**Exercise goal**
Repeat the material below exactly, with no pictures.

**Provided information**
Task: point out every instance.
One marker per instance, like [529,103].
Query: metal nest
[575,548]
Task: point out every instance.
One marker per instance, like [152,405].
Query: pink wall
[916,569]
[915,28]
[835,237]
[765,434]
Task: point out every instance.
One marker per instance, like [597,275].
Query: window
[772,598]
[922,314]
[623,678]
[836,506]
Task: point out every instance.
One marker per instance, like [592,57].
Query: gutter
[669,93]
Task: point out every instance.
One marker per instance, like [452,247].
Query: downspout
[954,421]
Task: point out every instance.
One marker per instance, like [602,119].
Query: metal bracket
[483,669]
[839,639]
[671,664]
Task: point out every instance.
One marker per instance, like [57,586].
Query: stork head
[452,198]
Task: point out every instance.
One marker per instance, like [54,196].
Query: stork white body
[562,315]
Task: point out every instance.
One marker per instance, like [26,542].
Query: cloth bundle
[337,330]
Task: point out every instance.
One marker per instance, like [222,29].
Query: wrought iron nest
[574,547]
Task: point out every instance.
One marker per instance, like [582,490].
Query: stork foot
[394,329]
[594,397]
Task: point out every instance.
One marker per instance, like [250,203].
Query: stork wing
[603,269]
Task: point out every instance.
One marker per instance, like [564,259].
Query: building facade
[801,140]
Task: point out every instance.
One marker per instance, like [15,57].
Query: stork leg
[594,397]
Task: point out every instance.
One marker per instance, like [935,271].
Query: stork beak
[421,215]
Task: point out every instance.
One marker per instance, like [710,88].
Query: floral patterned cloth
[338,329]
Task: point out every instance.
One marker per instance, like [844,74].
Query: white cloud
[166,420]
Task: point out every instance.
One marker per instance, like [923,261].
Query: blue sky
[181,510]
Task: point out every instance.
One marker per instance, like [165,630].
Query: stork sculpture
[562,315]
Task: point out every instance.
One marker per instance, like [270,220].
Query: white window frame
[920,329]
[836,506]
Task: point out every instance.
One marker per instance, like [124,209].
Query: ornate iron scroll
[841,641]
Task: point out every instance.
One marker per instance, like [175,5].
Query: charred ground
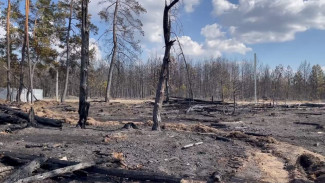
[256,144]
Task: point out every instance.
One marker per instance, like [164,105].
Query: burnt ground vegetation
[200,141]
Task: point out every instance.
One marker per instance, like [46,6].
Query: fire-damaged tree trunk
[8,54]
[163,74]
[83,104]
[67,69]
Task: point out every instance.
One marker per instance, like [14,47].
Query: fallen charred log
[318,126]
[60,167]
[12,115]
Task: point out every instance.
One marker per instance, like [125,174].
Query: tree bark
[21,77]
[110,72]
[8,54]
[28,57]
[57,85]
[64,94]
[56,172]
[167,83]
[83,95]
[161,87]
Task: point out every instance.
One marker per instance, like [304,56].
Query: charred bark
[8,54]
[83,95]
[110,72]
[161,88]
[64,94]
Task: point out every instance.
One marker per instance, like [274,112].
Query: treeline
[218,78]
[53,56]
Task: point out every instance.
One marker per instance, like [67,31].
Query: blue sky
[280,31]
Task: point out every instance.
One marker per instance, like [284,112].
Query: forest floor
[256,144]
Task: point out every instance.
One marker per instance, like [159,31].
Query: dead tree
[110,72]
[83,104]
[68,55]
[187,69]
[8,53]
[160,88]
[30,88]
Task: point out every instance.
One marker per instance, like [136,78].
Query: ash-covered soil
[256,144]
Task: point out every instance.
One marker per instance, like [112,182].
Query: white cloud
[222,6]
[190,4]
[190,47]
[214,45]
[261,21]
[212,31]
[2,32]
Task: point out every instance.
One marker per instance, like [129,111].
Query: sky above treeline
[279,31]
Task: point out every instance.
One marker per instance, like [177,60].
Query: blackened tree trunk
[166,60]
[28,58]
[167,82]
[8,54]
[110,72]
[57,85]
[83,104]
[64,94]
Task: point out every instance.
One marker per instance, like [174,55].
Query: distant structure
[38,93]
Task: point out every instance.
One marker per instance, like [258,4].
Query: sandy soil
[262,144]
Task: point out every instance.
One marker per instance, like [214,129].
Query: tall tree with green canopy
[124,26]
[83,94]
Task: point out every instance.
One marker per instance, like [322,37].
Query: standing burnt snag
[163,75]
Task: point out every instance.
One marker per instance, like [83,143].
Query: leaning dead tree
[163,75]
[83,104]
[8,53]
[67,69]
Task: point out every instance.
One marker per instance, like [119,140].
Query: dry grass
[272,168]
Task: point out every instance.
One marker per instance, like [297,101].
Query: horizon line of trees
[218,78]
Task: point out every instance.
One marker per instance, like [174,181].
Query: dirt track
[266,153]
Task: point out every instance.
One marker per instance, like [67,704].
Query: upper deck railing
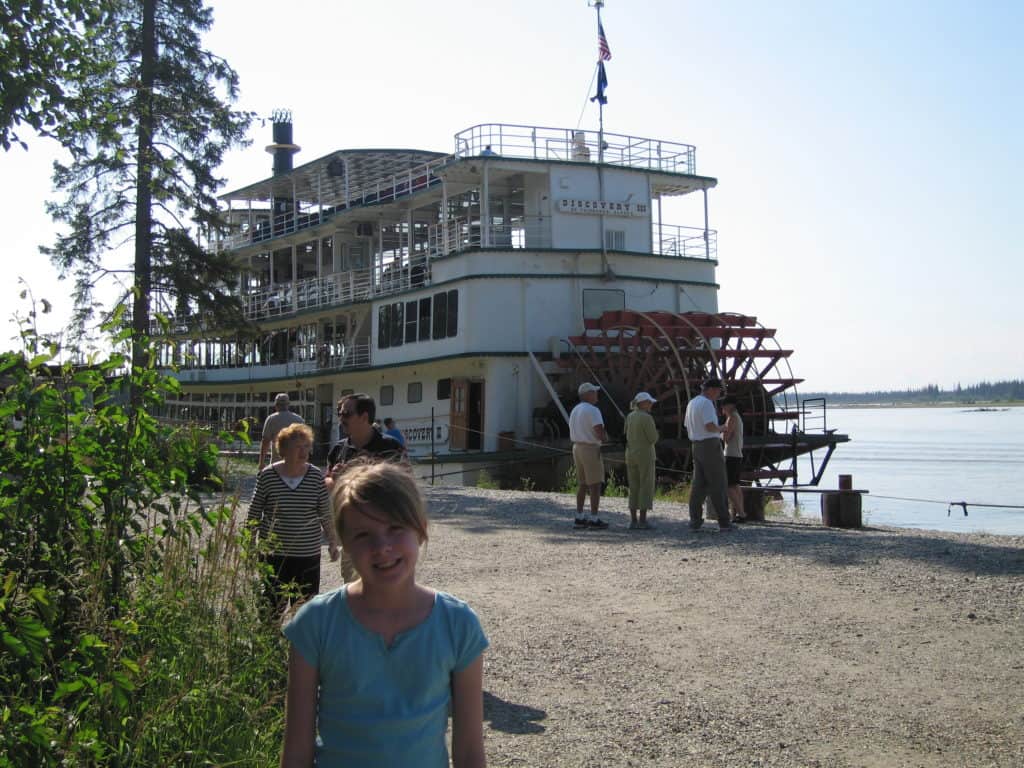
[573,144]
[521,141]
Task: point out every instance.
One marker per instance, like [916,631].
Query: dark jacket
[382,445]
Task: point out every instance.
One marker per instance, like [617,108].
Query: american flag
[603,51]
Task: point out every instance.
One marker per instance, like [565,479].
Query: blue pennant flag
[602,83]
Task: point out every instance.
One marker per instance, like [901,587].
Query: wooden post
[841,509]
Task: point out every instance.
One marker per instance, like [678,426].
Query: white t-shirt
[582,422]
[699,412]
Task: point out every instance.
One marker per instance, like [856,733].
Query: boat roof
[325,177]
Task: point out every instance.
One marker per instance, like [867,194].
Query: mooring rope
[949,505]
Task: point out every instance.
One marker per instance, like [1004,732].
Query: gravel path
[783,644]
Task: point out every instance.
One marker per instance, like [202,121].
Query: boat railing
[305,359]
[461,235]
[685,242]
[349,287]
[261,226]
[538,142]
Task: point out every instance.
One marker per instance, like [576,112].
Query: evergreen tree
[142,173]
[39,39]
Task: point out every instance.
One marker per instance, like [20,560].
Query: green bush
[129,612]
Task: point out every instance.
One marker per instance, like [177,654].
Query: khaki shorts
[590,466]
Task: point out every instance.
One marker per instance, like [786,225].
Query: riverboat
[471,290]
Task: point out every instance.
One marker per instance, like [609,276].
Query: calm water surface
[942,454]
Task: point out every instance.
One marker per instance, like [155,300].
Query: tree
[142,173]
[39,39]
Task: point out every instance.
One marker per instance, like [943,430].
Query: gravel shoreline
[783,644]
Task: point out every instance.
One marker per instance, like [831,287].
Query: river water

**Task result**
Task: point out every instance.
One marker per instance, like [529,103].
Query: metal nest
[575,548]
Task: point out every instance.
One marker per instance, like [152,405].
Query: pink wall
[916,569]
[915,28]
[835,237]
[765,434]
Task: point out every instance.
One marker per instance, like [597,275].
Query: window
[772,598]
[922,314]
[623,678]
[836,506]
Task: point out every instance.
One marker per instance, like [592,57].
Query: gutter
[669,93]
Task: point out every instance.
One marker per instance, like [452,247].
Query: downspout
[954,421]
Task: point out every instance.
One marker per instance, like [602,119].
Query: metal bracket
[483,669]
[839,639]
[671,664]
Task: point out every instance.
One marker per instance, like [57,586].
Query: stork head
[452,198]
Task: point out every instance.
One marker per instance, like [54,196].
Query: stork white body
[562,315]
Task: point out every instance.
One marker per instance, like [26,542].
Query: cloth bundle
[337,330]
Task: point out every instance.
One marker per instance, like [222,29].
Query: wrought iron nest
[574,547]
Task: point out every instance.
One marker per instance, like [582,490].
Query: stork foot
[394,329]
[594,397]
Task: point out every instance.
One marker per instance, like [250,203].
Query: stork wing
[603,269]
Task: point out every instance.
One marker per instance, like [564,259].
Query: building facade
[801,140]
Task: point out every instance.
One marker per instance, like [15,57].
Query: stork leg
[594,397]
Task: point out every instance.
One marker per instance, like [935,271].
Query: stork beak
[421,215]
Task: point out every instance.
One marker per instance, like [710,88].
Query: floral patterned cloth
[338,329]
Task: point out every instance.
One marker per instance, like [844,74].
Query: white cloud
[166,420]
Task: point out every instance.
One marker per instance, like [923,261].
Query: blue sky
[181,510]
Task: point out every instance.
One marker per instance, like [165,630].
Query: stork sculpture
[562,315]
Task: point out every instance.
One marker per instance, like [270,220].
Query: white window frame
[920,329]
[836,506]
Task: point out every instance.
One marker per instance, like [124,209].
Query: ornate iron scroll
[841,641]
Task: point out every instance.
One marker per instance, like [175,5].
Query: charred ground
[256,144]
Task: point out every instance.
One marker per instance, like [164,105].
Query: burnt ground vegetation
[200,141]
Task: point out every instance.
One marker per instance, like [46,6].
Query: fire-damaged tree trunk
[8,54]
[163,74]
[83,104]
[67,69]
Task: point out every instance.
One marker per instance, like [14,47].
Query: fallen charred log
[318,126]
[60,167]
[12,115]
Task: point out every instance.
One marker per instance, like [125,174].
Query: tree bark
[21,77]
[110,72]
[8,54]
[28,57]
[57,85]
[64,94]
[56,172]
[167,83]
[83,95]
[161,87]
Task: point out every instance.
One marker per instance, like [304,56].
Query: charred bark
[8,54]
[83,95]
[110,72]
[161,88]
[64,94]
Task: point out every instance.
One marker per instance, like [274,112].
Query: treeline
[218,78]
[53,56]
Task: point out every instance.
One marker per instance, like [67,31].
Query: blue sky
[280,31]
Task: point out every instance.
One marker per instance, like [284,112].
Query: forest floor
[256,144]
Task: point out every instance.
One marker per instance, like [159,31].
Query: dead tree
[110,72]
[83,104]
[68,55]
[187,69]
[8,53]
[160,88]
[30,88]
Task: point out every instance.
One marker per instance, like [136,78].
Query: ash-covered soil
[256,144]
Task: point out every instance.
One marker per instance, like [112,182].
Query: white cloud
[222,6]
[190,4]
[190,47]
[214,45]
[261,21]
[212,31]
[2,32]
Task: point out every instance.
One marker per instance, like [129,111].
Query: sky above treeline
[279,31]
Task: point out every instance.
One marker per instance, like [177,60].
Query: blackened tree trunk
[166,60]
[28,58]
[167,82]
[8,54]
[110,72]
[57,85]
[83,104]
[64,94]
Task: point out every instance.
One marker per instance, like [174,55].
Query: distant structure
[38,93]
Task: point out every instance.
One marker per instance, like [258,4].
Query: sandy soil
[262,144]
Task: point out every instance.
One marker per instance, like [214,129].
Query: tall tree with green canopy
[124,26]
[83,94]
Task: point out every instance.
One marker per instance, like [322,37].
Query: standing burnt snag
[163,75]
Task: point out every instance.
One marker per instance, like [83,143].
Query: leaning dead tree
[163,75]
[83,104]
[8,53]
[67,69]
Task: point out every instance.
One marker per instance, like [119,140].
Query: dry grass
[272,168]
Task: point out every instance.
One marker per instance, like [297,101].
Query: horizon line of trees
[218,78]
Task: point out every instance.
One marker per instance, like [174,181].
Query: dirt track
[266,153]
Task: point out every instance.
One marker per instance, like [67,704].
Query: upper deck railing
[573,144]
[521,141]
Task: point out every instance.
One marker per instance, like [916,631].
Query: dark jacket
[382,445]
Task: point out every instance.
One marker per instance, like [617,108].
Query: american flag
[603,51]
Task: point out every instance.
One marker per instance, like [565,479].
Query: blue pennant flag
[602,83]
Task: point out every instance.
One marker per instance, like [901,587].
Query: wooden post
[841,509]
Task: point out every instance.
One marker per instance, like [678,426].
Query: white t-shirt
[582,422]
[699,412]
Task: point out every instance.
One marker per instance, like [856,733].
Query: boat roof
[325,177]
Task: point out every instance.
One marker per instance, like [867,194].
Query: mooring rope
[949,505]
Task: point out every instance.
One marker per instance, like [1004,732].
Query: gravel path
[783,644]
Task: point out every instance.
One marker per instance, like [202,121].
Query: boat railing
[305,359]
[461,235]
[685,242]
[349,287]
[261,226]
[538,142]
Task: point out every instance.
One marker per instance, like [576,112].
Query: evergreen tree
[142,173]
[39,39]
Task: point out every instance.
One marker per instance, like [20,560].
Query: green bush
[129,612]
Task: point out every instance.
One marker per instance, like [177,654].
Query: khaki shorts
[590,466]
Task: point out every instance.
One marker per instance, like [786,225].
Query: riverboat
[471,290]
Task: point out every instance.
One marker per instance, like [609,276].
Query: calm water surface
[942,454]
Task: point out every instance.
One marker per instance, like [155,300].
Query: tree
[142,173]
[39,39]
Task: point out every instance.
One marker per instance, like [943,430].
Query: gravel shoreline
[783,644]
Task: point out every instance.
One marker per instance, like [831,287].
Query: river water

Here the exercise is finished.